» Tasks to perform
1. Please pick out each line in the records below that contains the string "branch", and copy those lines.
2. Extend the comment on Singapore's governance below by continuing it from the point where it stops.

» Excerpt provided
To a large extent I saw Singapore - for better and for worse - as a country
whose sense of purpose was _entirely_ focused on existing for and achieving
the ends of what its people actually want (to be much wealthier, healthier and
more secure than their grandparents) without worrying too much about _means_
like political debate, ideology or caring much about heritage, national
identity, environmental impact or whether William Gibson thought it was as
edgy and cool as Kowloon Walled City.

I'm not sure its depoliticised, pragmatic governors whose tenure is secure
unless they really screw up are really less "for the people" than the fiat of
newly-elected ruling party _du jour_ whose prize for winning competitive
elections is the power to decide for people based whether its core ideology is
conservative or socially liberal, or indeed systems where popular will is
often subordinate to upholding constitutional principles and precedents
established some centuries ago.

» Coordinate annotation records
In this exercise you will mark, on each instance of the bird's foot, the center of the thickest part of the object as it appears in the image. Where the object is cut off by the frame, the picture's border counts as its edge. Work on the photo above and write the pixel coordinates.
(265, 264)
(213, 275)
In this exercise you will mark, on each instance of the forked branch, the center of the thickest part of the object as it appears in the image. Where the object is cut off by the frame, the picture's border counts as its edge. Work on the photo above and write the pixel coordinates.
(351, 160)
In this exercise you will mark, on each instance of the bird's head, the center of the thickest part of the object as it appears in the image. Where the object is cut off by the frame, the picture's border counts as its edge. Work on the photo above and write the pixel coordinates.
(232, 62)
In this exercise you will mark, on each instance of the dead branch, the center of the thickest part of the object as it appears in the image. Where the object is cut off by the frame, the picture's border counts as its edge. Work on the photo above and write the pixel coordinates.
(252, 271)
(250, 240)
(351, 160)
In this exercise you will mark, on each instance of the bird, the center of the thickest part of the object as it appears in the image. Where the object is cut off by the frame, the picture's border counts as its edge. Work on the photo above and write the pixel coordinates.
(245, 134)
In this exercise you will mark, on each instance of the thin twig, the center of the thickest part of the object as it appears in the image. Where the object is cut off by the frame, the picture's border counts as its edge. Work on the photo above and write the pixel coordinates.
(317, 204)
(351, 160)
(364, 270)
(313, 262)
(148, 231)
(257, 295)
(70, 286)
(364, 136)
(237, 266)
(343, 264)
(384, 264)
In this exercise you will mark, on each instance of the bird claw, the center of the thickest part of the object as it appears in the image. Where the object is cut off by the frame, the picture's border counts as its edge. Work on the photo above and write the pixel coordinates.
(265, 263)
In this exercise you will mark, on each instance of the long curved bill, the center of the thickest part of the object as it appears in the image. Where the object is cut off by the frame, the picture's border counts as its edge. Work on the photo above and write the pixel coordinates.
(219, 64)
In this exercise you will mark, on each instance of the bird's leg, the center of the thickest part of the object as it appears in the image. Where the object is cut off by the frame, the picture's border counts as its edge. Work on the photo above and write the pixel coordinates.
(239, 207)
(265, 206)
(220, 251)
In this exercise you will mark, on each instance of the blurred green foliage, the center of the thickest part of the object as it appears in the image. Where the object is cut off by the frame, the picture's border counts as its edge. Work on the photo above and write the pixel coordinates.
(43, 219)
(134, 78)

» Answers by task
1.
In this exercise you will mark, on each instance of the forked branch, the center of the thickest part of the object as it appears in the image. Where the object is cut off by the frame, the picture's border counts as its edge. Work on the photo above and write the pixel coordinates.
In this exercise you will mark, on each instance of the dead branch, the center of the thickest part of the object as it appears in the image. Where the object is cut off by the frame, the picture's border counts as its edge. Work on the photo above and write the pixel coordinates.

2.
Of course, just because death sentences for drug smugglers or retaining a
token unenforced anti-gay law on the statute book are popular with the people
doesn't mean they're remotely good ideas, but I'm not sure that the country
examining its collective purpose would change them anyway. Government for
somewhat culturally conservative people who have ugly memories of political
discord and happy memories of getting a flat with actual running water is
bound to take a different stance on what the people want than an competitive
democracy in a long-developed country with a long-established libertarian
streak.